§ Brief
Only the images get left out; everything else in the records is to be transcribed exactly.
[[ Exercise material open ]]
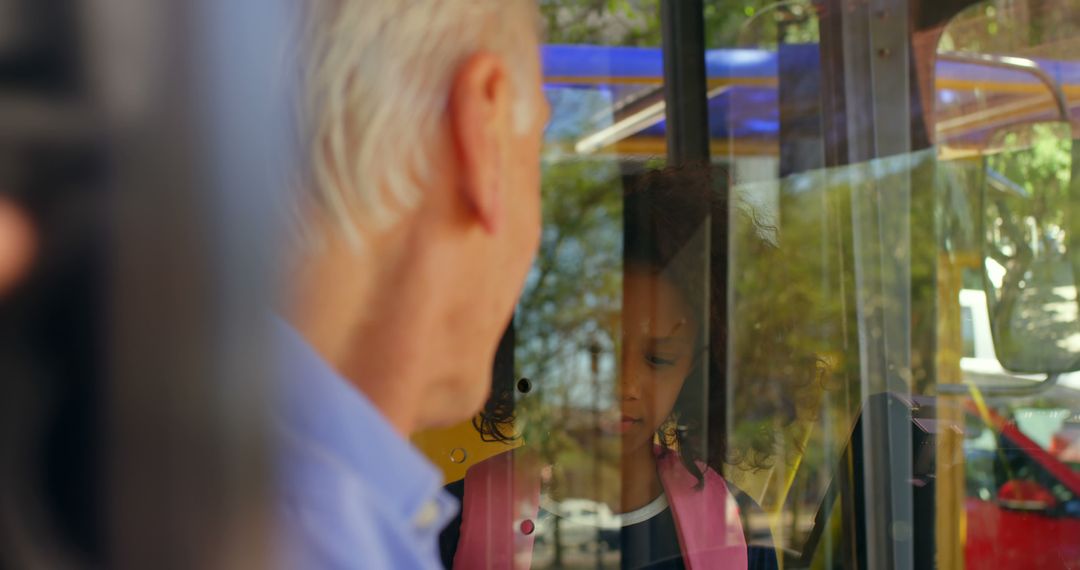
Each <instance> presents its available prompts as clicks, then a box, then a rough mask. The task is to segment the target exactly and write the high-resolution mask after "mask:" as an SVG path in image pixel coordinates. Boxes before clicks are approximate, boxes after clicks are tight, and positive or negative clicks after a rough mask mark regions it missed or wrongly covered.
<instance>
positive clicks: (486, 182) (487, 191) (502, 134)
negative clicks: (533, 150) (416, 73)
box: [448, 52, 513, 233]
[[ Exercise material closed ]]
§ Solution below
Each <instance> presents its available prompts as clicks, then a box, then a rough mask. The task is to segment the target exactly and write the high-resolution mask after "mask:" as an SVG path in image pixel coordinates. Boxes before clicks are approximate, boxes after clicks are tight, and positive or negative clicks after a rough mask mark regions it missed or wrongly covered.
<instance>
positive clicks: (486, 182) (487, 191) (502, 134)
negative clicks: (533, 150) (416, 73)
box: [448, 52, 513, 233]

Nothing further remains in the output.